◆ **INSTRUCTIONS FOR THE TASK**
Would you return exactly the lines from the top of the data below through the one containing "box: [415, 317, 458, 346]", leaving out the pictures?

◆ **GIVEN ENTRIES**
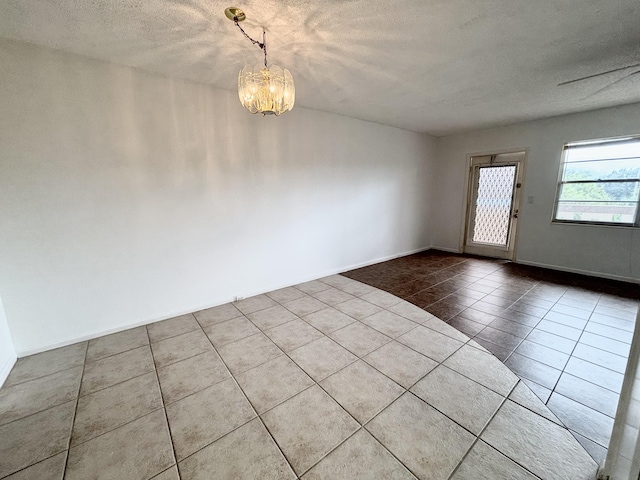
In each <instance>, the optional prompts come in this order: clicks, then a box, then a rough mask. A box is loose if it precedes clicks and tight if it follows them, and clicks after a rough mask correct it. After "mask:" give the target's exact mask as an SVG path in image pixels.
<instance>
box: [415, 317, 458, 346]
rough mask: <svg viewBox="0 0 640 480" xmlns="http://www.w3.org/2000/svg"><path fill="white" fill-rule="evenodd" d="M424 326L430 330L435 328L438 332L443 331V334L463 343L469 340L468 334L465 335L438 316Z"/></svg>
mask: <svg viewBox="0 0 640 480" xmlns="http://www.w3.org/2000/svg"><path fill="white" fill-rule="evenodd" d="M422 326H423V327H426V328H428V329H430V330H435V331H436V332H438V333H442V334H443V335H446V336H447V337H450V338H453V339H454V340H458V341H459V342H462V343H466V342H468V341H469V336H468V335H465V334H464V333H461V332H459V331H458V330H456V329H455V328H453V327H452V326H451V325H449V324H448V323H445V322H443V321H442V320H440V319H439V318H436V317H433V318H430V319H429V320H427V321H426V322H424V323H423V324H422Z"/></svg>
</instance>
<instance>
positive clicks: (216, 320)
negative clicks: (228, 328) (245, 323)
mask: <svg viewBox="0 0 640 480" xmlns="http://www.w3.org/2000/svg"><path fill="white" fill-rule="evenodd" d="M193 315H194V316H195V317H196V320H197V321H198V323H199V324H200V326H201V327H202V328H205V327H208V326H210V325H215V324H216V323H220V322H224V321H226V320H231V319H232V318H236V317H240V316H242V312H241V311H240V310H238V309H237V308H236V307H235V306H234V305H233V303H225V304H224V305H220V306H219V307H213V308H208V309H206V310H200V311H199V312H195V313H194V314H193Z"/></svg>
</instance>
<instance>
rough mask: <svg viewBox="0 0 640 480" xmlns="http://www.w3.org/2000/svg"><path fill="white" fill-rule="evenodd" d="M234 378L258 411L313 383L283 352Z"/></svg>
mask: <svg viewBox="0 0 640 480" xmlns="http://www.w3.org/2000/svg"><path fill="white" fill-rule="evenodd" d="M236 380H238V384H239V385H240V388H242V390H244V393H245V394H246V395H247V398H248V399H249V401H250V402H251V404H252V405H253V407H254V408H255V409H256V411H257V412H258V413H259V414H260V413H263V412H265V411H267V410H269V409H270V408H272V407H275V406H276V405H278V404H279V403H282V402H283V401H285V400H286V399H288V398H290V397H293V396H294V395H296V394H297V393H300V392H301V391H302V390H304V389H305V388H308V387H310V386H311V385H313V384H314V381H313V380H312V379H311V378H309V376H308V375H307V374H306V373H304V372H303V371H302V370H301V369H300V368H299V367H298V366H297V365H296V364H295V363H294V362H293V361H292V360H291V359H290V358H289V357H287V356H285V355H282V356H280V357H277V358H274V359H273V360H269V361H268V362H266V363H263V364H262V365H260V366H257V367H255V368H252V369H251V370H247V371H246V372H242V373H240V374H239V375H237V377H236Z"/></svg>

◆ **FINAL ANSWER**
In each <instance>, the optional prompts come in this order: clicks, then a box, then a rough mask. A box is loose if it precedes clicks and tight if it follows them, and clicks after a rough mask correct it. After "mask:" give the target's exact mask as an SVG path in image pixels.
<instance>
box: [415, 317, 458, 346]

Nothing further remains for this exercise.